[Stored records]

══════════════════════════════

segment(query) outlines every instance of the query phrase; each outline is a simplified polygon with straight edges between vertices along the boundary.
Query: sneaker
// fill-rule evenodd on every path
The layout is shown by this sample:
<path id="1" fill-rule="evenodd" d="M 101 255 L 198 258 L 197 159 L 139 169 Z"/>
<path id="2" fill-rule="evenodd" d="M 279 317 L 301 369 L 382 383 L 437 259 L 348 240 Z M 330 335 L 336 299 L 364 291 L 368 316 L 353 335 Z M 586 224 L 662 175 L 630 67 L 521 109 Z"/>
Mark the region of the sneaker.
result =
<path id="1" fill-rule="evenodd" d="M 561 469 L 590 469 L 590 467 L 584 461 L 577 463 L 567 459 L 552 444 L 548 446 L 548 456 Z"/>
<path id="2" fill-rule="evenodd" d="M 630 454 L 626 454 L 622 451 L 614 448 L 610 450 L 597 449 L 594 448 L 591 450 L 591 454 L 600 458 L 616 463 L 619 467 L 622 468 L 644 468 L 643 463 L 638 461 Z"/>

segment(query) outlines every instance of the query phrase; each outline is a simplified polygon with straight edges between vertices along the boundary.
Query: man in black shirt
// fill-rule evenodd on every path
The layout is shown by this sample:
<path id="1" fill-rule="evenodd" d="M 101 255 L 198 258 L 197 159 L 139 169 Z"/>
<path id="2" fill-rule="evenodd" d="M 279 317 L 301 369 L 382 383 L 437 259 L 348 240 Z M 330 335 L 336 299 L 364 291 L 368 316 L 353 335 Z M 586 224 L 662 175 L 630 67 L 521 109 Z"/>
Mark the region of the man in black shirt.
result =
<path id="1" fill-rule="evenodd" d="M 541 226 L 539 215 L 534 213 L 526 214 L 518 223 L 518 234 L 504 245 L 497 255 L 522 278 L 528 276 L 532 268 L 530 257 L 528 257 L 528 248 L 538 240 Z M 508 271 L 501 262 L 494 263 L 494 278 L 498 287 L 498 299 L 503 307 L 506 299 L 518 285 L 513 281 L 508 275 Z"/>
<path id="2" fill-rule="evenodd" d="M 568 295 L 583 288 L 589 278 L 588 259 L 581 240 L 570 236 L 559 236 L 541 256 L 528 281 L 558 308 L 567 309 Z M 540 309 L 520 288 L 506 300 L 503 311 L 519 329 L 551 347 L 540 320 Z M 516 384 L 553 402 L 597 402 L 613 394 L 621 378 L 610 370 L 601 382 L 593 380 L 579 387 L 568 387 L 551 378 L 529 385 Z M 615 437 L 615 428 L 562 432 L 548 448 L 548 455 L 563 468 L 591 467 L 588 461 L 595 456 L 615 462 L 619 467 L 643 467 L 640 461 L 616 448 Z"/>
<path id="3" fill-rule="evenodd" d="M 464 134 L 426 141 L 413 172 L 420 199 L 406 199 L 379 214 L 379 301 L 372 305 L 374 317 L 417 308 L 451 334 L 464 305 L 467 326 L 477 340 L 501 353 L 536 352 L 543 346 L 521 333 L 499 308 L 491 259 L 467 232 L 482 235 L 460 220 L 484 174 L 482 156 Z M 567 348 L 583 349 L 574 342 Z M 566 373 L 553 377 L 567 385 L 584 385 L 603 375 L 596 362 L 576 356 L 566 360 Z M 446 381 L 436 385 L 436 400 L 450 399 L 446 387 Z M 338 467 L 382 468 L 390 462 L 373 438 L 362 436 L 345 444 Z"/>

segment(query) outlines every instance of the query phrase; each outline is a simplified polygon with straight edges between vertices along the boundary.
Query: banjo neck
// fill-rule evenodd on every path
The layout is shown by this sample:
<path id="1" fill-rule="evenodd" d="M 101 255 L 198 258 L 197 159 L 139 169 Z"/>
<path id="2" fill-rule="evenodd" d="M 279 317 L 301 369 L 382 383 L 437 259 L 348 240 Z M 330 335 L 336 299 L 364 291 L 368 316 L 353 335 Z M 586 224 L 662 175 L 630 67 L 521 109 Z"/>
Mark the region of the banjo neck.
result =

══════════════════════════════

EXERCISE INSTRUCTIONS - Please extract the lines above and reproduce them exactly, keeping every character unchanged.

WORKED ANSWER -
segment(query) outlines every instance of the query phrase; each outline is a simplified polygon with straight edges between vertices along the boundary.
Query: sneaker
// fill-rule evenodd on every path
The layout is shown by this sample:
<path id="1" fill-rule="evenodd" d="M 101 255 L 198 258 L 197 159 L 139 169 Z"/>
<path id="2" fill-rule="evenodd" d="M 279 317 L 301 369 L 382 383 L 437 259 L 348 240 Z M 330 335 L 336 299 L 364 291 L 368 316 L 353 335 Z M 586 224 L 662 175 L 630 67 L 521 109 Z"/>
Mark the region of the sneaker.
result =
<path id="1" fill-rule="evenodd" d="M 561 469 L 590 469 L 590 467 L 584 461 L 577 463 L 567 459 L 552 444 L 548 446 L 548 456 Z"/>
<path id="2" fill-rule="evenodd" d="M 630 454 L 626 454 L 622 451 L 614 448 L 610 450 L 597 449 L 594 448 L 591 450 L 591 454 L 600 458 L 616 463 L 619 467 L 622 468 L 644 468 L 643 463 L 638 461 Z"/>

segment(query) outlines every instance of the query phrase; each outline is a simplified polygon with straight edges between vertices along the boundary.
Query: man in black shirt
// fill-rule evenodd on every path
The layout is shown by this sample:
<path id="1" fill-rule="evenodd" d="M 101 255 L 198 258 L 197 159 L 139 169 Z"/>
<path id="2" fill-rule="evenodd" d="M 279 317 L 301 369 L 382 383 L 437 259 L 348 240 Z M 330 335 L 336 299 L 364 291 L 368 316 L 353 335 Z M 586 224 L 662 175 L 630 67 L 521 109 Z"/>
Mark the region of the man in black shirt.
result =
<path id="1" fill-rule="evenodd" d="M 541 226 L 539 215 L 534 213 L 526 214 L 518 223 L 518 234 L 504 245 L 497 255 L 522 278 L 528 276 L 532 268 L 530 257 L 528 257 L 528 248 L 538 240 Z M 508 271 L 501 262 L 494 263 L 494 278 L 498 287 L 498 299 L 503 307 L 506 299 L 518 285 L 513 281 L 508 275 Z"/>
<path id="2" fill-rule="evenodd" d="M 568 295 L 583 288 L 589 278 L 588 259 L 581 240 L 570 236 L 559 236 L 541 256 L 528 281 L 558 308 L 567 309 Z M 540 309 L 520 288 L 506 300 L 503 311 L 519 329 L 551 347 L 540 320 Z M 516 384 L 553 402 L 597 402 L 613 394 L 621 378 L 610 370 L 601 382 L 593 380 L 579 387 L 568 387 L 551 378 L 529 385 Z M 615 437 L 615 428 L 562 432 L 548 448 L 548 455 L 563 468 L 591 467 L 588 461 L 595 456 L 615 462 L 619 467 L 643 467 L 640 461 L 616 448 Z"/>
<path id="3" fill-rule="evenodd" d="M 464 134 L 426 141 L 413 172 L 420 199 L 406 199 L 379 214 L 379 301 L 372 305 L 374 317 L 417 308 L 451 334 L 464 305 L 467 326 L 477 340 L 501 353 L 536 352 L 543 346 L 521 333 L 499 308 L 491 259 L 467 232 L 482 235 L 460 220 L 484 174 L 482 156 Z M 567 348 L 583 349 L 574 342 Z M 566 373 L 553 377 L 567 385 L 584 385 L 603 375 L 596 362 L 576 356 L 566 360 Z M 446 381 L 436 385 L 436 400 L 450 399 L 446 387 Z M 338 467 L 382 468 L 390 462 L 373 438 L 362 436 L 345 444 Z"/>

segment(query) outlines every instance of the query phrase; each outline is a simplified polygon with straight edges between vertices along the boundary.
Query: banjo neck
// fill-rule evenodd on every path
The layout is shown by this sample:
<path id="1" fill-rule="evenodd" d="M 101 255 L 198 258 L 197 159 L 139 169 Z"/>
<path id="2" fill-rule="evenodd" d="M 279 317 L 301 369 L 382 383 L 437 259 L 348 240 Z M 330 335 L 336 299 L 364 291 L 368 316 L 353 335 Z M 586 224 L 662 175 L 630 67 L 521 109 Z"/>
Mark the region of the banjo neck.
result =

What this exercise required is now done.